Der historische Teil (»Diocèse de Narbonne«, S. 1–132) umfasst Abschnitte zur Kirchenprovinz und der Erzdiözese, dem Stadtviertel der Domkanoniker in Narbonne, dem Bau der gotischen Kathedrale, der Stiftskirche Saint-Paul sowie zu den Residenzen und Burgen der Erzbischöfe. Beschlossen wird dieser Teil von einem Überblick über die Quellen und die einschlägige Literatur.

118/117 v. Chr. als römische Kolonie gegründet und verkehrsgünstig an der Via Domitia, die Italien mit Spanien verband, gelegen, wurde Narbonne als Hauptstadt der Provinz Gallia Narbonnensis prima auch deren kirchliche Metropole, nachdem sich im 3. Jahrhundert das Christentum in der Region hatte durchsetzen können. Als erster Bischof gilt der hl. Paul, der nach dem Zeugnis Gregors von Tours Mitte des 3. Jahrhunderts ausgesandt wurde, um das Land zu evangelisieren1.

Die Bistümer jenseits der Pyrenäen, in Katalonien, die der Provinz im Zuge der Eroberungen Karls des Großen und Ludwigs des Frommen angegliedert wurden, verlor sie, als Urban II. 1091 die Provinz Tarragona wiederherstellte. Zum Ausgleich verlieh der Papst 1097 der Kirche von Narbonne den primatialen Vorrang über die Narbonnensis secunda, deren Metropole Aix-en-Provence war (JL 5688). Obwohl Papst Johannes XXII. 1317 das Suffraganbistum Toulouse aus der Provinz löste und zum Erzbistum erhob, zählte die Narbonnensis immerhin noch elf Suffragane. Die Diözese war seit dieser kirchlichen Neuordnung in sechs Archipresbyterate und drei Archidiakonate gegliedert; sie umfasste 203 Pfarreien, davon acht in Narbonne, und 14 Annexe. Unter den Klöstern und Stiften der Diözese finden sich so bekannte Häuser wie die Zisterzienserabtei Fontfroide und das Kanonikerstift Saint-Paul de Narbonne.

Zeilen des Datensatzes
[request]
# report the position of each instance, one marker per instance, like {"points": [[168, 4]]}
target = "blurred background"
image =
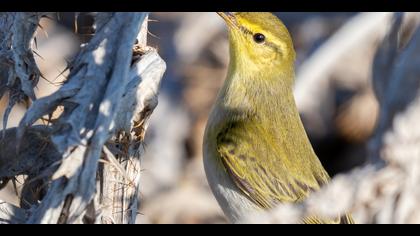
{"points": [[333, 91]]}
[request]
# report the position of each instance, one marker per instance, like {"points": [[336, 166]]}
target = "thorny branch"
{"points": [[107, 99]]}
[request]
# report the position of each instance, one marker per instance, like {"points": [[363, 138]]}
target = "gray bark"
{"points": [[107, 99]]}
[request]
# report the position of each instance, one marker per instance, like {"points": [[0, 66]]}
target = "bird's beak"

ARBEITSAUFTRÄGE:
a) Nenne alle Jahreszahlen, die der Textauszug über die Diözese Narbonne enthält.
b) Wie viele Pfarreien umfasste die Diözese Narbonne nach dem Textauszug?
Das Material stammt aus einer anderen Quelle als der Textauszug.

LÖSUNGEN:
a) 118/117 v. Chr., 1091, 1097, 1317

b) 203 Pfarreien, davon acht in Narbonne.